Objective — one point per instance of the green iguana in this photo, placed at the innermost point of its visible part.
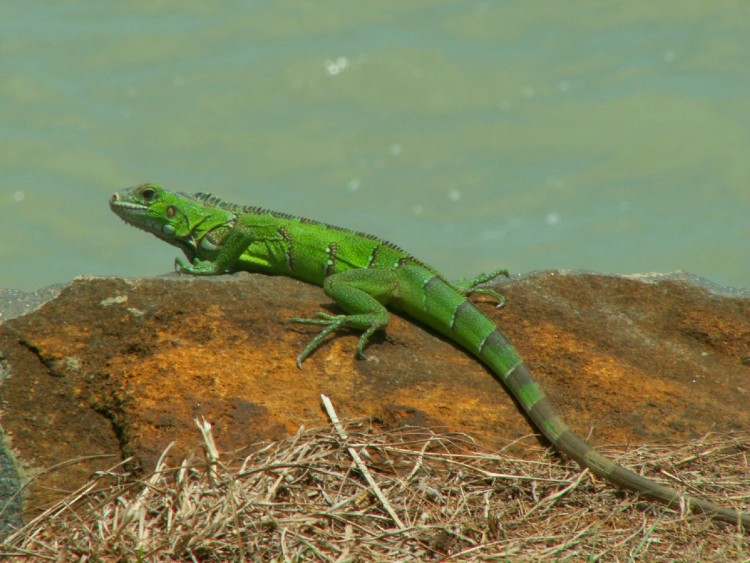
(363, 275)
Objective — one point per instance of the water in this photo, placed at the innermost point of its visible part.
(612, 137)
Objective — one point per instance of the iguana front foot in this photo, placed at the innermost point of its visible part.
(197, 268)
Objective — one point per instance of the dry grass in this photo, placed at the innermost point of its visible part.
(359, 495)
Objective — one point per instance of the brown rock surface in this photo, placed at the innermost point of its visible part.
(122, 367)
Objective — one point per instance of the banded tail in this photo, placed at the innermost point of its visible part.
(478, 334)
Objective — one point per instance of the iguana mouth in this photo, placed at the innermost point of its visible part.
(116, 203)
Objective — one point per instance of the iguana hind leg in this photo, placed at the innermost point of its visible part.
(362, 294)
(468, 287)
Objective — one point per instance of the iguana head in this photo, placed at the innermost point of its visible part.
(179, 219)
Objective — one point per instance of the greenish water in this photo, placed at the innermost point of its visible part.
(612, 136)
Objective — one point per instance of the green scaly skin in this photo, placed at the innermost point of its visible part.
(363, 275)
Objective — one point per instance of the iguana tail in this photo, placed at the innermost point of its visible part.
(469, 327)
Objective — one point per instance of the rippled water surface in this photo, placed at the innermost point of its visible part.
(612, 137)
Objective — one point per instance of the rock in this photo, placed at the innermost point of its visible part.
(116, 368)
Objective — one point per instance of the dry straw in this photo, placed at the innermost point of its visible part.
(356, 494)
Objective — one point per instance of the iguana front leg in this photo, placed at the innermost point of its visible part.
(224, 255)
(362, 294)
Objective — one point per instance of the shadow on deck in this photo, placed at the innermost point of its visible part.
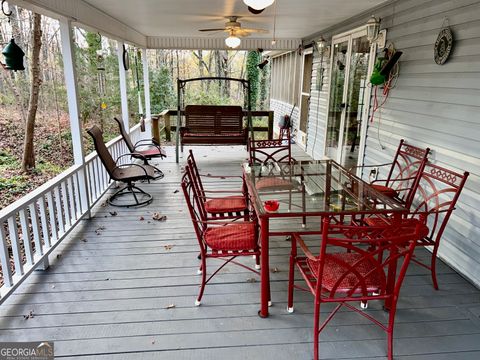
(123, 286)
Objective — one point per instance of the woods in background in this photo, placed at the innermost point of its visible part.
(35, 139)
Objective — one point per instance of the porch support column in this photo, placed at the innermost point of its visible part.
(123, 86)
(146, 89)
(73, 109)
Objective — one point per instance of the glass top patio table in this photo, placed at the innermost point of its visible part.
(314, 187)
(304, 190)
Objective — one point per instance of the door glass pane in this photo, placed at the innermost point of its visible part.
(307, 83)
(357, 82)
(336, 98)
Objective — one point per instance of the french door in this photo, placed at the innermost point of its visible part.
(351, 62)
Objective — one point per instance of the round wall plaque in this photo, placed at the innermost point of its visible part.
(443, 46)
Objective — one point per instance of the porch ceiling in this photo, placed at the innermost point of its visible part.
(173, 19)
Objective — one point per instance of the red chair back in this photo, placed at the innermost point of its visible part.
(267, 151)
(360, 262)
(408, 163)
(195, 206)
(437, 193)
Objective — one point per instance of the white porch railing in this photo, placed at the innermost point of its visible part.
(34, 225)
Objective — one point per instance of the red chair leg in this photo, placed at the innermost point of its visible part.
(291, 277)
(316, 333)
(433, 267)
(204, 279)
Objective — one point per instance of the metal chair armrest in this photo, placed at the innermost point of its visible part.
(132, 154)
(298, 240)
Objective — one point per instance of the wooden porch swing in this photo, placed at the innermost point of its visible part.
(212, 124)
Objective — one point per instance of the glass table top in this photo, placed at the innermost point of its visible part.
(314, 187)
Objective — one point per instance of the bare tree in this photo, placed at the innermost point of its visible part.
(28, 161)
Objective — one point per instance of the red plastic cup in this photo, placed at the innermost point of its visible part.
(271, 205)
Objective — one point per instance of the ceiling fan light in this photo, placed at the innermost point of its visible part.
(258, 4)
(232, 42)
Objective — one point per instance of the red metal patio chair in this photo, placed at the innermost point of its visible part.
(126, 173)
(355, 263)
(224, 239)
(268, 153)
(215, 202)
(404, 173)
(437, 193)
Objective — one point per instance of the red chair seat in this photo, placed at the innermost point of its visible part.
(385, 190)
(405, 223)
(274, 183)
(226, 204)
(336, 265)
(241, 236)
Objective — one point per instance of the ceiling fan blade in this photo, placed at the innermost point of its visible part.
(252, 30)
(219, 29)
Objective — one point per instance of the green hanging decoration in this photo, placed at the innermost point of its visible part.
(12, 52)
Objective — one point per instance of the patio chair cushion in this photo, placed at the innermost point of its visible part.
(385, 190)
(274, 183)
(240, 236)
(133, 172)
(226, 204)
(336, 265)
(405, 223)
(152, 152)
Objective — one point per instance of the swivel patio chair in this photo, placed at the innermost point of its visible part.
(224, 239)
(404, 174)
(142, 149)
(354, 264)
(215, 202)
(126, 173)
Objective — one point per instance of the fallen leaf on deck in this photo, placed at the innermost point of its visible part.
(29, 315)
(159, 217)
(99, 230)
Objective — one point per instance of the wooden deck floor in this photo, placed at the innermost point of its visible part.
(123, 287)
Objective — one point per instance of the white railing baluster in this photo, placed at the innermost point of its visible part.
(65, 204)
(36, 229)
(71, 198)
(15, 242)
(27, 242)
(5, 259)
(44, 221)
(51, 213)
(58, 211)
(48, 214)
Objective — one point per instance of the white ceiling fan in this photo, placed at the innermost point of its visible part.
(235, 31)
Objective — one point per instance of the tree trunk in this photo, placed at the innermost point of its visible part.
(28, 161)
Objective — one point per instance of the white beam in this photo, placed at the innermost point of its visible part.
(73, 106)
(85, 15)
(146, 89)
(123, 85)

########

_EXERCISE GOAL_
Give back all entries exactly. No pictures belong in the copy.

_SOLUTION TO THIS EXERCISE_
Objective — one point per instance of the green iguana in this photo, placed at the innermost point of its visible part.
(363, 275)
Objective — one point per instance of the water in this photo, placed at the innermost point of its visible part.
(612, 137)
Objective — one point per instance of the iguana front foot in this photo, placed at the innermost point of its visible part.
(197, 268)
Objective — one point per instance of the dry grass in this photo, placed at the innermost point of its visible part.
(359, 495)
Objective — one point per instance of the brown rock surface in this photo, placed at the innermost point of its visible part.
(122, 367)
Objective — one point per instance of the banded tail in this photo, placed at the innermost point of its visible part.
(478, 334)
Objective — one point per instance of the iguana mouth in this photo, placed at the innermost point of its visible part.
(116, 203)
Objective — one point per instance of the iguana hind leg in this photo, placed at the innermost point of its visible part.
(362, 294)
(468, 287)
Objective — one point per instance of the iguana head in this photo, placed at the innermost point of its visible part.
(179, 219)
Objective — one point per instance of the greenish water in this photo, placed at the innermost point of its visible part.
(612, 136)
Objective — one point per instance of the green scaly skin in this photo, placed at the innermost point of its visible part.
(363, 275)
Objective — one point per instance of the iguana tail in this photo, placed at the innermost point of its visible part.
(469, 327)
Objective — one point per instance of the rippled water surface in this photo, placed at the innermost point of its visible part.
(612, 137)
Objective — one point per instance of the rock in this photo, placed at the innermost point of its visible part.
(116, 368)
Objective — one point per instance of the dry straw in this photo, placed at the innermost point of its visible part.
(356, 494)
Objective — one point per instance of the iguana front leg in this photo, placed at the innermost point of its visible part.
(224, 255)
(362, 294)
Objective — one point per instance of the shadow on deck in this photo, placed at the innermost point of its visible part.
(123, 286)
Objective — one point per instance of the woods in background in this photo, placed at the innermost point of its visible part.
(35, 139)
Objective — one point per instance of the porch support column in this photo, placed at the innermost point of its visible part.
(123, 86)
(146, 89)
(73, 109)
Objective — one point per instance of the glass top patio table in this photo, placed at the innermost point of its visible part.
(314, 187)
(304, 190)
Objective — one point per instance of the door glass pane in this photo, placed at the innermost point of its visible part.
(307, 83)
(357, 82)
(336, 98)
Objective — one point per instance of the french door in this photo, placed at the innermost point of its visible part.
(351, 62)
Objective — one point per instance of the round wall plaque in this photo, placed at the innermost point of its visible part.
(443, 46)
Objective — one point per instance of the porch ceiling in this photo, placed at the innermost point of its visible part.
(173, 19)
Objective — one point per instance of the red chair back in this photo, placed at the innermost point of its visible part.
(267, 151)
(360, 262)
(408, 163)
(195, 206)
(437, 193)
Objective — one point per instance of the white porch railing in this photo, placed at the innermost point of its visible part.
(34, 225)
Objective — one point per instance of the red chair leg in this photo, placed at the innermost point of its visible part.
(291, 277)
(316, 333)
(433, 267)
(204, 279)
Objective — one point per instance of the metal chair armrest in this photo, placed at the innermost point of its visible part.
(132, 154)
(298, 240)
Objective — one point per instance of the wooden porch swing in this photo, placed at the innermost point of its visible part.
(212, 124)
Objective — one point per instance of the glass table top in this photo, placed at the innermost point of its visible part.
(314, 187)
Objective — one point per instance of the bare tree in this photo, placed at the innermost point of its visible part.
(28, 161)
Objective — one point per instance of the red plastic cup in this photo, placed at the innermost point of its visible part.
(271, 205)
Objective — one point per instance of the ceiling fan light in this photo, placed at the innermost point of its visible part.
(258, 4)
(232, 42)
Objective — one point per instance of the red metal patio chair in this photo, placed at the innermost point of its visible part.
(126, 173)
(355, 263)
(224, 239)
(268, 153)
(215, 202)
(404, 173)
(437, 193)
Objective — one point per instance of the red chair seat in this photo, placed at the innermost point of its visible part.
(385, 190)
(405, 223)
(274, 183)
(226, 204)
(336, 265)
(241, 236)
Objective — one point per instance of the ceiling fan blade in this photo, placed at the innermost point of its visible part.
(252, 30)
(219, 29)
Objective — one point per instance of the green hanging decoration in this photo, placed at the innermost point of its visible part.
(12, 52)
Objective — one point per instance of the patio chair cushion in this photo, placed at the innermost point of its visible part.
(385, 190)
(274, 183)
(240, 236)
(133, 172)
(226, 204)
(336, 265)
(405, 223)
(152, 152)
Objective — one point per instance of the swivel patio chair in this photo, placed at the innermost point of its visible part.
(224, 239)
(404, 174)
(142, 149)
(354, 264)
(215, 202)
(126, 173)
Objective — one point per instance of the fallen leaf on deck in this photo, placed at the innermost point of its visible part.
(29, 315)
(159, 217)
(99, 230)
Objective — one point per instance of the wooden deck floor in this photo, placed at the innermost point of its visible part.
(123, 287)
Objective — one point per instance of the white railing baluster in this photo, placed at the innermost point of its visible part.
(65, 204)
(36, 229)
(71, 198)
(15, 242)
(27, 242)
(5, 259)
(44, 221)
(51, 213)
(58, 211)
(48, 214)
Objective — one point per instance of the white ceiling fan in this photo, placed at the innermost point of its visible part.
(235, 31)
Objective — one point per instance of the tree trunk in this photo, placed at the innermost point of its visible part.
(28, 161)
Objective — one point per instance of the white beam in this photo, placed at the innermost point of its visible part.
(73, 106)
(85, 15)
(146, 89)
(123, 85)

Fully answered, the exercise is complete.